MATERIAL PROVIDED -
--- BEGIN ---
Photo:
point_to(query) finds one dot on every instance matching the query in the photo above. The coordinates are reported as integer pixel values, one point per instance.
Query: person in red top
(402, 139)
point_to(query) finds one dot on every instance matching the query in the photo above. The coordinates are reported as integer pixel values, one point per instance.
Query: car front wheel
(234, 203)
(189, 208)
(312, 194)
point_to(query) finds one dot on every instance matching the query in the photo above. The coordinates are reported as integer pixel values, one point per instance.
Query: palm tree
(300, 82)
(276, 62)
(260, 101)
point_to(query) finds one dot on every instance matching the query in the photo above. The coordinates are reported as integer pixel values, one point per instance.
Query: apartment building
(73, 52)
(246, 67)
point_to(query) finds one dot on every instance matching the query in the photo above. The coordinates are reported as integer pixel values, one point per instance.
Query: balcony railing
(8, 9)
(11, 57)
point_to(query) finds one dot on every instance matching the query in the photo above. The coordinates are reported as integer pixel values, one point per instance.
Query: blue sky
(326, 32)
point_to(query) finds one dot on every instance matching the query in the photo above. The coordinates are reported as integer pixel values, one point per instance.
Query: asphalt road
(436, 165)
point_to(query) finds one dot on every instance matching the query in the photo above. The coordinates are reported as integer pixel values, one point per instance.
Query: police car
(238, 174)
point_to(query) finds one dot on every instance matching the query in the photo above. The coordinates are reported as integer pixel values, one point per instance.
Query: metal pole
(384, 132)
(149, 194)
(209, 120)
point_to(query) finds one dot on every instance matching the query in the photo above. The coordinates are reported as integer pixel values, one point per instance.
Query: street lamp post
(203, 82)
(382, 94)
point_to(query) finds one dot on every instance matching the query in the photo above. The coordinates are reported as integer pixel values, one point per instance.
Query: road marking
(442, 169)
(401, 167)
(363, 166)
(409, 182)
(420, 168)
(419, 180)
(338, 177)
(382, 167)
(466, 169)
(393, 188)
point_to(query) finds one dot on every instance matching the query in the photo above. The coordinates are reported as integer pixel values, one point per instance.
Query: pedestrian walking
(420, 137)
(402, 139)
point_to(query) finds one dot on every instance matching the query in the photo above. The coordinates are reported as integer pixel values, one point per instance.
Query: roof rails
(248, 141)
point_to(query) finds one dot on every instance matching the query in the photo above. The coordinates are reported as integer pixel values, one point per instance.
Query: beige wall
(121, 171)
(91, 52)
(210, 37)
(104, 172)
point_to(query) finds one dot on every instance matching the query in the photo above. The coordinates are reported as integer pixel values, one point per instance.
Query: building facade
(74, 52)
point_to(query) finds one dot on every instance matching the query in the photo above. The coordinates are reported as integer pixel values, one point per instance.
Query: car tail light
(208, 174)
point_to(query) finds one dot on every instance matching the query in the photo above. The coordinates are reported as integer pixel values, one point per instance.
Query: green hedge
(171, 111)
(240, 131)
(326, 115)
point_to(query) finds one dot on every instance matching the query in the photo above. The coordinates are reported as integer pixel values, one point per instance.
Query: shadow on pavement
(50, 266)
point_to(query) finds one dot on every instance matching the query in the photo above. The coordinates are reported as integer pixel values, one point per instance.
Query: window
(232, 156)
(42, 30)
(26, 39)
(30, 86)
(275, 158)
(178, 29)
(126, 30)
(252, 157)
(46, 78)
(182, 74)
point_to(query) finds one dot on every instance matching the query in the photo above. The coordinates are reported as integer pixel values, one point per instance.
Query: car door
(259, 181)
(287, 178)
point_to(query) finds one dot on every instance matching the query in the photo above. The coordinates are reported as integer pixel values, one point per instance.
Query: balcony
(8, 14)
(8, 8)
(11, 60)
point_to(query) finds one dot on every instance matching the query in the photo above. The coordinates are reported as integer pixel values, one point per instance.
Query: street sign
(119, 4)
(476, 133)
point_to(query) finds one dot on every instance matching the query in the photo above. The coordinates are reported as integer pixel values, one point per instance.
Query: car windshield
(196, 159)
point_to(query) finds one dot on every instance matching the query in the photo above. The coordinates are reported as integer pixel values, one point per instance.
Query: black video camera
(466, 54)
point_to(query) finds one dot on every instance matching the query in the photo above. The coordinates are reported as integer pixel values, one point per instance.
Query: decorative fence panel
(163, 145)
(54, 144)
--- END ---
BRIEF - Collect every line from the entries above that contains the word "building".

REPLY TO THE EXERCISE -
Query: apartment building
Query: building facade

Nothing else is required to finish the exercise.